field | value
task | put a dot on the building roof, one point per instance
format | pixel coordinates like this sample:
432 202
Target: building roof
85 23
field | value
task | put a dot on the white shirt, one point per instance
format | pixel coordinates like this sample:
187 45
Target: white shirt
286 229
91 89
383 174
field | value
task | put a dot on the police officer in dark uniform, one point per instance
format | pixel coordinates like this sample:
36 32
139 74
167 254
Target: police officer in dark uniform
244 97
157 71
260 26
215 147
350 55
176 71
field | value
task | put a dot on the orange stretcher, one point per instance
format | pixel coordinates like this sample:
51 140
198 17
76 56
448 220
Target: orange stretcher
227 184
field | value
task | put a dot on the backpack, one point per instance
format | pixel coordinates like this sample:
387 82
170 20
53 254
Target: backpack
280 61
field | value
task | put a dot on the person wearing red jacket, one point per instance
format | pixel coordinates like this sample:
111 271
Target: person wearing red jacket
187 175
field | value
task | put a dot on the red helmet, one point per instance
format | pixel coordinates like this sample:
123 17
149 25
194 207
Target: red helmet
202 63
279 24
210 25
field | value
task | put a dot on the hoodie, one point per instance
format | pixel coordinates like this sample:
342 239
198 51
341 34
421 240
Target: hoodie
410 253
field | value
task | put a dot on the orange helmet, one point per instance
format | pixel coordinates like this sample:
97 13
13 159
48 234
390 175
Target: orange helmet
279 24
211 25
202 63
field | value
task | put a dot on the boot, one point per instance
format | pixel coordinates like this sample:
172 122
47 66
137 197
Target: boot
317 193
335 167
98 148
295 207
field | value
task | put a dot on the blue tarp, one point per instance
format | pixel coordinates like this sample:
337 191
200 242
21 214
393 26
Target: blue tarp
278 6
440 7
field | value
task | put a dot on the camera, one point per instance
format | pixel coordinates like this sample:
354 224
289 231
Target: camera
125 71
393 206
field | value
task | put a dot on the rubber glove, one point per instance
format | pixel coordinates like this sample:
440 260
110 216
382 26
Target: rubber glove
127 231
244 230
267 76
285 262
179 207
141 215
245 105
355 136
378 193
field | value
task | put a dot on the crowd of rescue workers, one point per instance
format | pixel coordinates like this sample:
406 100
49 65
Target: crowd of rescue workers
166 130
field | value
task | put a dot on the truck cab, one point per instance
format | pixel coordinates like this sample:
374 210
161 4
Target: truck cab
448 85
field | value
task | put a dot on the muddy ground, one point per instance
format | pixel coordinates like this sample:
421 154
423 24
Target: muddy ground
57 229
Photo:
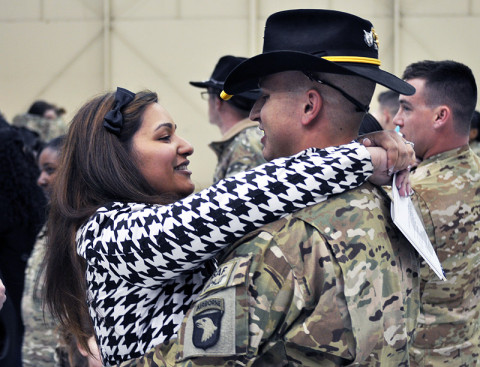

▶ [Directions for this task]: Collect every line of the data above that contains the word "officer".

▶ [Expected answer]:
task | put a dot on the police officer in dark uniform, one point per instance
Target: police officer in dark uniform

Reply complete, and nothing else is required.